Task A: Please turn the paragraph of the metamaterials article that begins "Noting that as force is applied" into a short bulleted list that keeps its main facts.
Task B:
Answer these questions from the metamaterials article below:
(i) Which game received the up/down/left/right inputs?
(ii) What is the software the team developed called?
(iii) Where does Jun Gong work now?
------ Excerpted passage
Materials

Engineers 3D print force-sensing metamaterial structures

The copper-colored cell walls in the demonstration joystick are conductive, and can be used for sensing applied forces to control a character in a computer game
MIT/Jun Gong, Olivia Seow, Cedric Honnet, Jack Forman and Stefanie Mueller
The copper-colored cell walls in the demonstration joystick are conductive, and can be used for sensing applied forces to control a character in a computer game
MIT/Jun Gong, Olivia Seow, Cedric Honnet, Jack Forman and Stefanie Mueller

Though you can make objects smarter by adding sensors to them, a team of MIT engineers has managed to 3D print metamaterial structures with electrodes directly integrated into them to allow objects to sense user interaction.

The repeating structures of metamaterials help determine their properties and functions, rather than what they're made from, and by tweaking the designs, we've seen engineers pull off the seemingly impossible – such as creating an ultra-wide fisheye lens that's flat instead of bulbous, structures that help levitate objects with sound, and others that can make things invisible to sensors.

"Metamaterials can support different mechanical functionalities," says co-lead author of a paper on the new development, Jun Gong. "But if we create a metamaterial door handle, can we also know that the door handle is being rotated, and if so, by how many degrees? If you have special sensing requirements, our work enables you to customize a mechanism to meet your needs."

Noting that as force is applied to a metamaterial structure some of the cell walls will flex, the engineers 3D printed a metamaterial joystick made up of flexible cells. Most of the cells were printed using non-conductive filament, but those around the base of the handle had opposing walls made of conductive filament in a configuration called conductive shear cells.

Employing capacitive sensing, changes in the distance and overlap between the opposing conductive electrodes can be measured to "calculate the magnitude and direction of the applied forces, as well as rotation and acceleration." These values were subsequently converted into up/down/left/right inputs for a Pac-Man game, as you can see in the video below (along with other applications such as weighing scales, a handheld music controller for a digital synth, and even an accelerometer).

The team also developed software called MetaSense that could allow designers to create sensing objects, automatically determining the optimum locations within a simulated metamaterial structure for the placement of conductive cells.

"The tool will simulate how the object will be deformed when different forces are applied, and then use this simulated deformation to calculate which cells have the maximum distance change," says Gong, who was a visiting PhD student at MIT during the project, but now works as a research scientist for Apple. "The cells that change the most are the optimal candidates to be conductive shear cells."

The researchers see the development leading to such things as furniture incorporating metamaterials that could, for example, detect when a user sits down and trigger the room lights to switch on or turn on the TV, or be used to detect body posture and make corrective suggestions. Next steps include building larger sensing mechanisms incorporating thousands of conductive shear cells and improving the algorithms in the software for better simulations.

The project is scheduled to be presented at next month's Association for Computing Machinery Symposium on User Interface Software and Technology. A paper on the research penned by Gong, Olivia Seow, Cedric Honnet, Jack Forman and Stefanie Mueller is available online.
------------
------ Recorded data
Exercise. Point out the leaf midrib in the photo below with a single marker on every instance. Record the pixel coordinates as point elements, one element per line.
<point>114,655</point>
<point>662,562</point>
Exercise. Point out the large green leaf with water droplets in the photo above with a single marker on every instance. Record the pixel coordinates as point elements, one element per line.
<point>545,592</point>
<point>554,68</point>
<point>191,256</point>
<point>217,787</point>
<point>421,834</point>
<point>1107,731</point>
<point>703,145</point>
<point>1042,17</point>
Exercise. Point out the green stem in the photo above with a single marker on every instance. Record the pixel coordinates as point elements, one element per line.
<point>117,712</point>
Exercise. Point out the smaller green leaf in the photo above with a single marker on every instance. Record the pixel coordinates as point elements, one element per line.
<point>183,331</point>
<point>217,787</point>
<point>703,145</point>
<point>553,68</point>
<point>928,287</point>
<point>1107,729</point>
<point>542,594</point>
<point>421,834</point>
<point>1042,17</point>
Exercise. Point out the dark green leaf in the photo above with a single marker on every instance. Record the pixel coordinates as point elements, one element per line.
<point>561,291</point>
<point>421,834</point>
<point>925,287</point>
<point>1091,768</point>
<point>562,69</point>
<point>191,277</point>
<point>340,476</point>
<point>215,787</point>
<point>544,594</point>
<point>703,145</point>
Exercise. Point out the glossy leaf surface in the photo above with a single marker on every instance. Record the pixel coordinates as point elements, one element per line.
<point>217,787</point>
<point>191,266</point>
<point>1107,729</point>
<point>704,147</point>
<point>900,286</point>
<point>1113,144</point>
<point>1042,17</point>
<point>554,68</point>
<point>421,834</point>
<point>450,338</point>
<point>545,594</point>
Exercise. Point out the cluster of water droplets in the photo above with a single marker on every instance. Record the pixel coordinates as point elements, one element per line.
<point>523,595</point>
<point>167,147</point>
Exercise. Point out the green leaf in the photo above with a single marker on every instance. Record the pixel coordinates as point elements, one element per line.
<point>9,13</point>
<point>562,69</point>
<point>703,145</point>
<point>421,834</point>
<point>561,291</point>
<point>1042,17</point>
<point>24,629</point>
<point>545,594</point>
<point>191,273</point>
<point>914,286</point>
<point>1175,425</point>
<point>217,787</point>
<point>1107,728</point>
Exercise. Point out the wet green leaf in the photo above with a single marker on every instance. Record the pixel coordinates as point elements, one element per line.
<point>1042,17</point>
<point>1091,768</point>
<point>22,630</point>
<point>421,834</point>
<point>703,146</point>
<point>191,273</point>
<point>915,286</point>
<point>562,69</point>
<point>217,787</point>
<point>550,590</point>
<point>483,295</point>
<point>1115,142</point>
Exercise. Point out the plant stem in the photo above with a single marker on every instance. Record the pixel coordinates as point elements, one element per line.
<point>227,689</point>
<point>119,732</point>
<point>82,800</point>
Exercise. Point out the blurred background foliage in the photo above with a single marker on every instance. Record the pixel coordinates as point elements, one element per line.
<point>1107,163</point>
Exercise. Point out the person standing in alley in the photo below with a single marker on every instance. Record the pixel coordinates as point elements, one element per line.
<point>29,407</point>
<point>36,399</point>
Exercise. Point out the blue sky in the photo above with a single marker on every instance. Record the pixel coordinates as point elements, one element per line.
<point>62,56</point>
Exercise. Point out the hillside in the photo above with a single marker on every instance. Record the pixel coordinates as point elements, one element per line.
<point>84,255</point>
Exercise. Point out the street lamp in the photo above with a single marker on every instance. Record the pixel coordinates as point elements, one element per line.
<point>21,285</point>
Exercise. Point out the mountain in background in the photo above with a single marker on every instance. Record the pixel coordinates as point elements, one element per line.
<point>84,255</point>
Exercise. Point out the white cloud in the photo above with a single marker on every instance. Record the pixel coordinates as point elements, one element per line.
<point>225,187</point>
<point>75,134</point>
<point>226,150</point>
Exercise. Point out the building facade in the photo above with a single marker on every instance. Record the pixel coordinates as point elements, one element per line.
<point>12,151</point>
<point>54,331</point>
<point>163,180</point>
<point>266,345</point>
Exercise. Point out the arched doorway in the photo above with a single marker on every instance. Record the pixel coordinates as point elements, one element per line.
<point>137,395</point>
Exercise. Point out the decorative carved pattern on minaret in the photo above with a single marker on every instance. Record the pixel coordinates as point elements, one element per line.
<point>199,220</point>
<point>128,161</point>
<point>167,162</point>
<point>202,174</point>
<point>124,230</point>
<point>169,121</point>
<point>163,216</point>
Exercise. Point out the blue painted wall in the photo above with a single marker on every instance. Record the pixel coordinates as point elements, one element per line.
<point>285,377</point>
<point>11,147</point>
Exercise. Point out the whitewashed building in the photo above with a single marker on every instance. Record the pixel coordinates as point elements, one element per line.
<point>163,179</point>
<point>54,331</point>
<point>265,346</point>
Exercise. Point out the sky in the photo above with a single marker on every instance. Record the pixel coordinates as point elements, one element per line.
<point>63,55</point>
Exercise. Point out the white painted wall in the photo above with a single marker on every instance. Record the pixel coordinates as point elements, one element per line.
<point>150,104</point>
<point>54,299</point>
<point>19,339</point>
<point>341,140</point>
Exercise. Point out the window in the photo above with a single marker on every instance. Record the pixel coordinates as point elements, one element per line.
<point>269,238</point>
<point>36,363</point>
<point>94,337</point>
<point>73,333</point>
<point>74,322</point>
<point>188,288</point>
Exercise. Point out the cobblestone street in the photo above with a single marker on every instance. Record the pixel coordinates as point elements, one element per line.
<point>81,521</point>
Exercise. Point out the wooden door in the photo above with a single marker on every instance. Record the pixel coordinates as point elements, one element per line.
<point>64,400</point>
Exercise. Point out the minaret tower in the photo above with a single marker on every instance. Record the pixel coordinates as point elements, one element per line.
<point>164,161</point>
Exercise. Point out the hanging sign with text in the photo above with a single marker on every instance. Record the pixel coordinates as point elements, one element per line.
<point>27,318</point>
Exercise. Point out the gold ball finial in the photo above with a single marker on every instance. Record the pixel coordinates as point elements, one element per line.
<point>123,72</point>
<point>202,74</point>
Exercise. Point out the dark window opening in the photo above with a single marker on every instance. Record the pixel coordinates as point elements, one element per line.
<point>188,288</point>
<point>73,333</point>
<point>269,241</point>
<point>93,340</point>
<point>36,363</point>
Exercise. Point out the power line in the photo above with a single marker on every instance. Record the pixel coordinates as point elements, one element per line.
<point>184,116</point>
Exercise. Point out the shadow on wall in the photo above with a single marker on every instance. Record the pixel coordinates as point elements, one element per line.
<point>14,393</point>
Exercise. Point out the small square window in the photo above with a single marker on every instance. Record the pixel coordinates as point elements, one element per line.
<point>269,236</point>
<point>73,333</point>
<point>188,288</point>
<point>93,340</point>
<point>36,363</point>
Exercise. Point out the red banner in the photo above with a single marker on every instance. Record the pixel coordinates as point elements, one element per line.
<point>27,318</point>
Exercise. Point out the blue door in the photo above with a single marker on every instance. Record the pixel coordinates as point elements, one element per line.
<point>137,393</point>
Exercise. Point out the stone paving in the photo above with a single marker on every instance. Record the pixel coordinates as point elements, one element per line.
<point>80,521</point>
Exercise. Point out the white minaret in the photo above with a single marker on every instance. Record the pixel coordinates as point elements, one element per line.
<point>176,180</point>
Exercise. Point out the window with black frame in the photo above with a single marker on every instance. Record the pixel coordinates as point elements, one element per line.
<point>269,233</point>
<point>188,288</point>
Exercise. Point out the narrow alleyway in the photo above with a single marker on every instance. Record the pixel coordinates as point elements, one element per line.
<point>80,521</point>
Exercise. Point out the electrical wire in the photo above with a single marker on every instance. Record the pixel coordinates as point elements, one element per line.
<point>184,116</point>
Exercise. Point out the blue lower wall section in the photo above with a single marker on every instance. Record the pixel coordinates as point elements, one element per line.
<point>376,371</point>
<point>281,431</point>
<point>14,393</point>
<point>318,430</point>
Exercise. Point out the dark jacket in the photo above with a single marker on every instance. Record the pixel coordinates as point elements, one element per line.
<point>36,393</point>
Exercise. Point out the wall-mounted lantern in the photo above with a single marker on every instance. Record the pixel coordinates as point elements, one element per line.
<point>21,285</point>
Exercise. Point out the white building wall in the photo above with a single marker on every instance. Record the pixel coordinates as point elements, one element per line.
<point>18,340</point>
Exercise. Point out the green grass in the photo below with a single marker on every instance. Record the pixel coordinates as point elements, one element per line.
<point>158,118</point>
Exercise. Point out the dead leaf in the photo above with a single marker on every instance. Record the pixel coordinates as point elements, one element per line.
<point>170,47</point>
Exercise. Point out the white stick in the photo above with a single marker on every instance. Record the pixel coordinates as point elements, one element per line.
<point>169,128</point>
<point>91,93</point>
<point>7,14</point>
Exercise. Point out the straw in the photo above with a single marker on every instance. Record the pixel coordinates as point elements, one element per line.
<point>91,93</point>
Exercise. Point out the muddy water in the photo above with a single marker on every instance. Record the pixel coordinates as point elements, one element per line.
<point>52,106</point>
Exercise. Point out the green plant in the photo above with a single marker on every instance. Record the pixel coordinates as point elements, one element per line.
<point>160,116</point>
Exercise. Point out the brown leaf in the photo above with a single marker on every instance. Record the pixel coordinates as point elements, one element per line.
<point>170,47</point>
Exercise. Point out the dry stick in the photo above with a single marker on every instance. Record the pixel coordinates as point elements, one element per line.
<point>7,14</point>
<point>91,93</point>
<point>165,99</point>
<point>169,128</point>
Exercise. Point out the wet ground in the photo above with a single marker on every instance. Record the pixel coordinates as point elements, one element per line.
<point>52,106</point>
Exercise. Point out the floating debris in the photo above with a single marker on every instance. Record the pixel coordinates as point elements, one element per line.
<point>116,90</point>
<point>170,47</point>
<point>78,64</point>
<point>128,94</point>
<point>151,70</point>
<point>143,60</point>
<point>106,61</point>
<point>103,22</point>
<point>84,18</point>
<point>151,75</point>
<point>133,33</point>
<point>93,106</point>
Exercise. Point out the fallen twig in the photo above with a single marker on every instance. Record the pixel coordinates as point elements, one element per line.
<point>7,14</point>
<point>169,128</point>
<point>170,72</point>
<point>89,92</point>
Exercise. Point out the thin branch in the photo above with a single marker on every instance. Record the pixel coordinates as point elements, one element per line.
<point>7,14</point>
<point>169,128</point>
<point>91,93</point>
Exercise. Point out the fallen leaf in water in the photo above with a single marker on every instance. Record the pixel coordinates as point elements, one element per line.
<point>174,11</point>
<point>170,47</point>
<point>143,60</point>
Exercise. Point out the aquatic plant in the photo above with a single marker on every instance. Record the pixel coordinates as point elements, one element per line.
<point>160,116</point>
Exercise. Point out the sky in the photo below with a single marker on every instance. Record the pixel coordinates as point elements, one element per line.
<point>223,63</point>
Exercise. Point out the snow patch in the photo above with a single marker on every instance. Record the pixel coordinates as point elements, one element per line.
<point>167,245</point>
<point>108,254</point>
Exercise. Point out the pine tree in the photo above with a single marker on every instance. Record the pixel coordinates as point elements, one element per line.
------------
Your solution A:
- When force is applied to a metamaterial structure, some of its cell walls flex.
- Building on this, the engineers 3D printed a metamaterial joystick made of flexible cells.
- Most cells were printed with non-conductive filament.
- The cells around the base of the handle had opposing walls of conductive filament, a configuration called conductive shear cells.

Your solution B:
(i) Pac-Man
(ii) MetaSense
(iii) At Apple, as a research scientist